**Extracted entries:**
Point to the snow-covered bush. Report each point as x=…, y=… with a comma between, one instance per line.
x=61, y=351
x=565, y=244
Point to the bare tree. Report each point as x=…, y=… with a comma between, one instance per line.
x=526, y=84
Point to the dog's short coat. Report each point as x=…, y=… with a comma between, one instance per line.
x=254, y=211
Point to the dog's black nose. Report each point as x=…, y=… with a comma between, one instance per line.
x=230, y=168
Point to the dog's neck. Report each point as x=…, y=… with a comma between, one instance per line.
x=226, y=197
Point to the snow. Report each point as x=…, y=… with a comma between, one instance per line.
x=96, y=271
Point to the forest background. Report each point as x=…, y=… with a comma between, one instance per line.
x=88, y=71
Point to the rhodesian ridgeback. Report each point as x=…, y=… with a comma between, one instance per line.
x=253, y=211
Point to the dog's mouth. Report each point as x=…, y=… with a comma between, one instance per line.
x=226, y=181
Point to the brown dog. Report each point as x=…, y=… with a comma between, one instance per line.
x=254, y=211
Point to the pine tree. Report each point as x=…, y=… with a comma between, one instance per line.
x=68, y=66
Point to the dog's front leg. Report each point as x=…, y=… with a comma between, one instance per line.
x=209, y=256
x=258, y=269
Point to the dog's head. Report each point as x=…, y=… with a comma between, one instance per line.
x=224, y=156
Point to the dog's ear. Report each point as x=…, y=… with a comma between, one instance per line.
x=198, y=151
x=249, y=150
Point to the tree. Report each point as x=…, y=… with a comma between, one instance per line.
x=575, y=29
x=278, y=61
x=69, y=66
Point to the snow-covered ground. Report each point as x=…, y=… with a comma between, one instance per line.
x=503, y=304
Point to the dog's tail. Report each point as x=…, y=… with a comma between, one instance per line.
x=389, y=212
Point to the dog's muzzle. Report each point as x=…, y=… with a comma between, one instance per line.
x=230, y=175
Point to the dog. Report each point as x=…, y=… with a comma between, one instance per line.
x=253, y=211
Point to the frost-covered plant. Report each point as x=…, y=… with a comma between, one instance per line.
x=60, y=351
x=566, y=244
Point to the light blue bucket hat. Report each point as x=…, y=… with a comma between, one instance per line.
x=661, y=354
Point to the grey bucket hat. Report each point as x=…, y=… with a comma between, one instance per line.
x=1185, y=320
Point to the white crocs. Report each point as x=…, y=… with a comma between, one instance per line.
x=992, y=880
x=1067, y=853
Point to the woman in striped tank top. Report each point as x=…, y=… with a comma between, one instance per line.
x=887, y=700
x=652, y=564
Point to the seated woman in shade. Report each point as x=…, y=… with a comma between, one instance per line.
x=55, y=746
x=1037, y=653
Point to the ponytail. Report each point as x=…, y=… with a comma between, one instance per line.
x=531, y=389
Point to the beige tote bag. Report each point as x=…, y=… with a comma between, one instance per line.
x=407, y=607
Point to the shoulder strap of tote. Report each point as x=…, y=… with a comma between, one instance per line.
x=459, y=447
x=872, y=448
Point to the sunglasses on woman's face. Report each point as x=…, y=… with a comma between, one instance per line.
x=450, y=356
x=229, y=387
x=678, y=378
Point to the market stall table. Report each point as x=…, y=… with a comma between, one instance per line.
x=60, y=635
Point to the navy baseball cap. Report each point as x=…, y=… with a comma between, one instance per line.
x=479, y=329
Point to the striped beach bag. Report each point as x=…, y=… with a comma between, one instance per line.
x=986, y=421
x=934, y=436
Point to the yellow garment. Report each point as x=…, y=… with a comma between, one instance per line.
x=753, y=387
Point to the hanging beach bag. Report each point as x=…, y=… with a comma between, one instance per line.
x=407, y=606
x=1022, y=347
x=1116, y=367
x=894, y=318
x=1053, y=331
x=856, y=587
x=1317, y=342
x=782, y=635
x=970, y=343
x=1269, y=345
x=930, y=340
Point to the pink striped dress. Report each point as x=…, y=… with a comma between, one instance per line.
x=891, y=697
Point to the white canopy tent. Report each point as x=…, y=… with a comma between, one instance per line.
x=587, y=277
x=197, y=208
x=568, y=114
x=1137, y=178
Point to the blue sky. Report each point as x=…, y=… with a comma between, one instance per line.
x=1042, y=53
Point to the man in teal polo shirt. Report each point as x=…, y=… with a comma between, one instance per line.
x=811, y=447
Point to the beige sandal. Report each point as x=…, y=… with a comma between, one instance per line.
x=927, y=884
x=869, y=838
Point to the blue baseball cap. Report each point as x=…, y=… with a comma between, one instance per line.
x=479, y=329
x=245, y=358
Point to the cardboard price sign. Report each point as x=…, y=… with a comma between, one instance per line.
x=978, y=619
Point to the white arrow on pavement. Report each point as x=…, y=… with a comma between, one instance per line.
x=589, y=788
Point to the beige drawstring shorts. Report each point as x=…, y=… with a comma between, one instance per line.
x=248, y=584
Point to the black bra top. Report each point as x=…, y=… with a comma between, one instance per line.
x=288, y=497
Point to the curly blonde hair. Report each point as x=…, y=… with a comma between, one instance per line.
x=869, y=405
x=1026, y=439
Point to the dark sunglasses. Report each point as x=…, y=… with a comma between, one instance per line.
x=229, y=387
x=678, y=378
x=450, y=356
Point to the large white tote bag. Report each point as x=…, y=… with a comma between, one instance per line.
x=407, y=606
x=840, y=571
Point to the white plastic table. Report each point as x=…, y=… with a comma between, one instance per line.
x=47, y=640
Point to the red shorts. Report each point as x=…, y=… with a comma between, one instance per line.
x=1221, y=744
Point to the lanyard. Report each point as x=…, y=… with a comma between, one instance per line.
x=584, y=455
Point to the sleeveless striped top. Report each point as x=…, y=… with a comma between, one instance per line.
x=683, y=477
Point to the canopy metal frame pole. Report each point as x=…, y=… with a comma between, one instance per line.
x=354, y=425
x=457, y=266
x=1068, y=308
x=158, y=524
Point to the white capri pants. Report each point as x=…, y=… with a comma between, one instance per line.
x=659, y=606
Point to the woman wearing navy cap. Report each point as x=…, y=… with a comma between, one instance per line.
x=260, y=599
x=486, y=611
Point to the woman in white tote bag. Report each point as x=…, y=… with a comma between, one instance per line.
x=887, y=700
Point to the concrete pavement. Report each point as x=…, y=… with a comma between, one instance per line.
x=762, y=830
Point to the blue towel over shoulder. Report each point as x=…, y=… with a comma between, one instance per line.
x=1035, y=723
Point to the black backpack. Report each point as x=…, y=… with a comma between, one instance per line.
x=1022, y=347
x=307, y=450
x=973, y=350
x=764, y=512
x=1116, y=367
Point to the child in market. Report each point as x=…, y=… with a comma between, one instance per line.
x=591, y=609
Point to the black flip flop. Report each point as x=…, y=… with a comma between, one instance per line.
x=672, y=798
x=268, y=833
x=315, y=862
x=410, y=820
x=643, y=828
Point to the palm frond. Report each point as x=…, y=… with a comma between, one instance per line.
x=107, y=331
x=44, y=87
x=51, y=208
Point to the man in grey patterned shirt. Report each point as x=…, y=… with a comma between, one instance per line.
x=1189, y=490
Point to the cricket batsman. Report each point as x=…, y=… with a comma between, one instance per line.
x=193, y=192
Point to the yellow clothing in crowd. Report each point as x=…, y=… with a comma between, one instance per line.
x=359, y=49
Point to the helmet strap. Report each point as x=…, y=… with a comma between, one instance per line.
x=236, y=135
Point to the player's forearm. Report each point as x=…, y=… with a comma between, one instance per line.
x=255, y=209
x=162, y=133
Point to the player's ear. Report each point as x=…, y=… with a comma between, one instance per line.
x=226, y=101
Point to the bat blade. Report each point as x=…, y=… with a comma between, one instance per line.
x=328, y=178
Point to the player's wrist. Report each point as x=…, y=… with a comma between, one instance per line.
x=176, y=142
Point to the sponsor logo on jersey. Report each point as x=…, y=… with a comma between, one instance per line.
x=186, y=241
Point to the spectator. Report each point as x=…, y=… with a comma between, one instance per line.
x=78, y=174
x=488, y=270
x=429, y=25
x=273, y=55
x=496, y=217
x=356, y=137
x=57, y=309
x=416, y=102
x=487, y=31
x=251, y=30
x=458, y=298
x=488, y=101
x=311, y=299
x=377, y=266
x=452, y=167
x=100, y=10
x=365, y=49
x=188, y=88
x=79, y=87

**Exercise task:** Return every line from the one containing "Point to the man in grey" down through the end of the rows, both ends included, reproducing each line without alteration.

**Full answer:**
Point to the man in grey patterned shirt. Report each point as x=…, y=… with a comma between, one instance per line.
x=1189, y=490
Point to the cricket batsman. Report each point as x=…, y=… with a comma between, one instance per line.
x=193, y=192
Point to the yellow clothing in crowd. Report each point as x=…, y=… with a comma between, one instance per line.
x=359, y=49
Point to the helmet strap. Report each point as x=…, y=… with a comma between, one instance per line.
x=236, y=135
Point to the player's forearm. Report each point as x=…, y=… with a comma between, one instance per line.
x=255, y=209
x=162, y=133
Point to the player's ear. Report each point as x=…, y=… with a comma between, one instance per line.
x=226, y=101
Point to the bat blade. Report each point as x=…, y=… with a comma between, one instance per line.
x=328, y=178
Point to the player's wrist. Report each point as x=…, y=… with a comma between, one instance per line.
x=176, y=142
Point to the sponsor logo on jersey. Report each point as x=…, y=… with a comma between, one instance per line.
x=186, y=241
Point to the spectator. Report each point as x=…, y=… with a comma between, one instance per line.
x=78, y=174
x=488, y=270
x=429, y=25
x=273, y=55
x=496, y=217
x=356, y=137
x=57, y=309
x=416, y=102
x=487, y=31
x=251, y=30
x=458, y=298
x=488, y=101
x=311, y=299
x=377, y=266
x=452, y=167
x=100, y=10
x=365, y=49
x=188, y=88
x=79, y=87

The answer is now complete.